Exercise task 1:
Format the rows as a JSON list of strings, one string per line with blank lines left out, covering only the stretch from the start of the rows through the line containing "(1281, 457)", both ends included.

>> begin Provided text

But I have to say that it rankles me to be described as “posturing academic.†I write for non-scholarly audiences because I care about reaching them—and Bill, some of my best friends are crime writers. I hope we do meet sometime; I enjoy your work.
–Lenny Cassuto
June 9th, 2011 at 11:22 pm
Lenny
Thanks for stopping by. As I guess you can tell, academics writing about our favorite kind of fiction are pretty much viewed with skepticism by those of us who are readers and fans (and in one case, a writer who overlaps into the previous two categories).
I hope overall you aren’t too rankled by the discussion that’s gone on so far, but since Curt is the only one who’s actually read your book, and the rest of us are only reacting to his comments, maybe you have some right to be.
I think Curt’s review was entirely fair, though — and if you’d had a longer one, I’d certainly like to read it! — and speaking for myself here, but hopefully some of the others as well, I’ve bought a copy of your book, and I do intend to read it.
— Steve
June 10th, 2011 at 12:26 am
The reviewer responds:
Lenny,
Welcome, nice to hear from you. Discussion here, you’ve noticed, is uninhibited! First, let me restate that I found your book interesting and accessible. I enjoyed reading it and I likely will draw on some parts of it in the future. I recommend it to others.
I strongly believe that it is an important thing for publishers to be receptive to new ways of looking at old debates.
You probably have the most charmingly done personal dedication page I have ever come across, by the way.
I would also recommend to others Bill Pronzini’s and Jack Adrian’s “Hard-Boiled: An Anthology of American Crime Stories” (Oxford University Press, 1995). The introduction (which I believe was written by Bill) to this impressive collection has an interesting account of the origins and development of the hard-boiled tale. Emphasis is given to frontier folk heroes and folk tales, the dime novels and the pulps.
June 10th, 2011 at 1:12 am
Lenny:
I apologize for the “posturing academics” reference since by your own testimony you’re not one of the breed. And a breed it is; I’ve encountered them and their works all too often over the years and I admit to a rush to judgment when confronted by what appears to be yet another. In the interest of fairness, I’ll read your book after all with what I hope will be an open mind.
Some of my best friends are crime writers, too. I’d be willing to bet that most if not all of them share my opinion of academic encroachment into the genre that not only provides our bread and butter but for which I’ve had an abiding passion for half a century.
Maybe we would hit it off after all, were we to meet. I say that for the above reason, not because you enjoy my work (though of course I’m pleased that you do).

>> end Provided text
>> begin Input rows

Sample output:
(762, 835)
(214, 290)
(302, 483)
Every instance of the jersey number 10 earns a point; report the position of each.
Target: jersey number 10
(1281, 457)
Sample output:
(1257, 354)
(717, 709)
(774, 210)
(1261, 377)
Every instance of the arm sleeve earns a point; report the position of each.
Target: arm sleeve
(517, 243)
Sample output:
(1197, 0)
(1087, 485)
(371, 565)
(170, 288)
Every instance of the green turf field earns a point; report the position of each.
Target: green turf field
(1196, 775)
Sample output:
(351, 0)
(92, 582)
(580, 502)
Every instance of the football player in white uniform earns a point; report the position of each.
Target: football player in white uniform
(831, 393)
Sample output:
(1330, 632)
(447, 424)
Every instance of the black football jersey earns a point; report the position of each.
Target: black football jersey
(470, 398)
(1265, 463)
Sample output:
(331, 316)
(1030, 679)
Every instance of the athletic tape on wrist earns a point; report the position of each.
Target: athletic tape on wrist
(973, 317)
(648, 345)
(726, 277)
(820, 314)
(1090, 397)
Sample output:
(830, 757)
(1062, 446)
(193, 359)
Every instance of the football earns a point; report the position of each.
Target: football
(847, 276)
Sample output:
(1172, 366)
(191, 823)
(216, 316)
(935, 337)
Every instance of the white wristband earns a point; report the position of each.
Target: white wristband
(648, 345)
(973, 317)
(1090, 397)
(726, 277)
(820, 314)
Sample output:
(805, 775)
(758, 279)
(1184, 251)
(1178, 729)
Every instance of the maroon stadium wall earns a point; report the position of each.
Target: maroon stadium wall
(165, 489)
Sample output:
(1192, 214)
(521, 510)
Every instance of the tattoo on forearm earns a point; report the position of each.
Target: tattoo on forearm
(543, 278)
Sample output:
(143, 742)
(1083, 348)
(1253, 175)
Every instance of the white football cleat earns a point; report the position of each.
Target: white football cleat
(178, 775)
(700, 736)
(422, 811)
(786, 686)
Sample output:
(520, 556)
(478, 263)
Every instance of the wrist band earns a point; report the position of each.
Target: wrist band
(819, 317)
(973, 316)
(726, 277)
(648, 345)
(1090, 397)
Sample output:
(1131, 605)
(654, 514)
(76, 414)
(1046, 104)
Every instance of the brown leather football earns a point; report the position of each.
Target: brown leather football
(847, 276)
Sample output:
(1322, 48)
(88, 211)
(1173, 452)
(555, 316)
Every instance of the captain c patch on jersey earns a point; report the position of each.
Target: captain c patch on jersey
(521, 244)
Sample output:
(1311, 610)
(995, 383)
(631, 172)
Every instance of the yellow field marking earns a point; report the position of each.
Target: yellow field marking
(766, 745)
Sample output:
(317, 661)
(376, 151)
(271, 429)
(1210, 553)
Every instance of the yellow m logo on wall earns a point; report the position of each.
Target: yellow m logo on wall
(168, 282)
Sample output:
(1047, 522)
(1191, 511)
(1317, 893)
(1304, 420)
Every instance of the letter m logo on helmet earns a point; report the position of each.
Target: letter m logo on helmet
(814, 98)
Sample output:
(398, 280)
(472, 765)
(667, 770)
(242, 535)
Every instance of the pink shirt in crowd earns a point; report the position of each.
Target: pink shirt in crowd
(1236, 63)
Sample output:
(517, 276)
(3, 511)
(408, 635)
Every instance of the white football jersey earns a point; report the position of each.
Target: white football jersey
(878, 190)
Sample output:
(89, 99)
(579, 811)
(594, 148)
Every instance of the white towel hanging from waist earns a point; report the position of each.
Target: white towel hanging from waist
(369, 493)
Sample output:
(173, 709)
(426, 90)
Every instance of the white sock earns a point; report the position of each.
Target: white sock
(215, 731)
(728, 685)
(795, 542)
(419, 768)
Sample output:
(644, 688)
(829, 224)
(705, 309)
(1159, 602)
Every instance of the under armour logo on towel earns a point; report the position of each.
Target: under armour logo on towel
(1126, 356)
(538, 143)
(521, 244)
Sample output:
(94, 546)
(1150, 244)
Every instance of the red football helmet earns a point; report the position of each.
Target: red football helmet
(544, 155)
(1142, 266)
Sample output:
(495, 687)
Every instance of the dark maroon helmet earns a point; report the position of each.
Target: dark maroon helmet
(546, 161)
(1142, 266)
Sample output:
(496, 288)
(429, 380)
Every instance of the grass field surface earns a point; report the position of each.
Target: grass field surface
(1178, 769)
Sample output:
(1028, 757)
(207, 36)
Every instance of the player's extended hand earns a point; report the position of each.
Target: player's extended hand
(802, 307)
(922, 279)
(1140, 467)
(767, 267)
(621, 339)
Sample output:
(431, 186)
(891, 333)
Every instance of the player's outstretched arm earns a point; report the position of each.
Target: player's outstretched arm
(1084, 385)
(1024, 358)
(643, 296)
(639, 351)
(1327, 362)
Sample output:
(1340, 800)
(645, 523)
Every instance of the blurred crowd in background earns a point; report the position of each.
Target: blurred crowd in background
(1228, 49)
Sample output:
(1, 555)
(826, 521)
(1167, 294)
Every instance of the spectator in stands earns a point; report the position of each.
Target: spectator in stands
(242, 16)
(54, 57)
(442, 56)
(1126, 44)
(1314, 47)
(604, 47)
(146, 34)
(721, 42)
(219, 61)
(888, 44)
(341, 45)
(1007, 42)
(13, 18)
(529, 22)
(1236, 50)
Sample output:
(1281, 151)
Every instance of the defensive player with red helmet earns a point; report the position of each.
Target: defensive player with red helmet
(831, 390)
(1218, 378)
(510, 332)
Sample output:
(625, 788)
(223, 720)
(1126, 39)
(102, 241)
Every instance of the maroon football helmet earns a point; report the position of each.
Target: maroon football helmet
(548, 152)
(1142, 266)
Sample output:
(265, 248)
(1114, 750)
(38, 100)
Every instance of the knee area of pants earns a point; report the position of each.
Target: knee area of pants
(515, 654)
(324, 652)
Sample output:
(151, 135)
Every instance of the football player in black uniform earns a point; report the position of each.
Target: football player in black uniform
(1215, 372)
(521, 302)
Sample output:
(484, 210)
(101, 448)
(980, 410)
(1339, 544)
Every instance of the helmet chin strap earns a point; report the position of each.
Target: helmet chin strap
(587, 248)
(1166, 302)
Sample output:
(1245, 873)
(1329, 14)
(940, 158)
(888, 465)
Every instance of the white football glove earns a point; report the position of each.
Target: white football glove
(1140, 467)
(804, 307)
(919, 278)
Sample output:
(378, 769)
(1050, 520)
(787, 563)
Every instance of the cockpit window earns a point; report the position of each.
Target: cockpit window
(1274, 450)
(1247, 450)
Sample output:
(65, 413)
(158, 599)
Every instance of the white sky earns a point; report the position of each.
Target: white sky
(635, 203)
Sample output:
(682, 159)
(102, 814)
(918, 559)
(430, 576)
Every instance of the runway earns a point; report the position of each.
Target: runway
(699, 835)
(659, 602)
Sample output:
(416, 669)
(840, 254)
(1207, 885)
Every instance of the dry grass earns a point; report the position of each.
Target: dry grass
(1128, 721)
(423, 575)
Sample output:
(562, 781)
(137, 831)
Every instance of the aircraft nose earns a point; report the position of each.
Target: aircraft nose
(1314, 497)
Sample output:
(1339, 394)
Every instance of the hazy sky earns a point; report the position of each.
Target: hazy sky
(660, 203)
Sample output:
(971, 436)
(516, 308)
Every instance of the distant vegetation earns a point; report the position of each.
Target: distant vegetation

>> end Input rows

Exercise task 2:
List every date-and-time stamp that appears in the comment thread about crime fiction above.

Written solution 1:
[
  "Sample output:",
  "(762, 835)",
  "(214, 290)",
  "(302, 483)",
  "Every instance of the jersey number 10 earns a point; report the position of each.",
  "Target: jersey number 10",
  "(1281, 457)"
]

Written solution 2:
June 9th, 2011 at 11:22 pm
June 10th, 2011 at 12:26 am
June 10th, 2011 at 1:12 am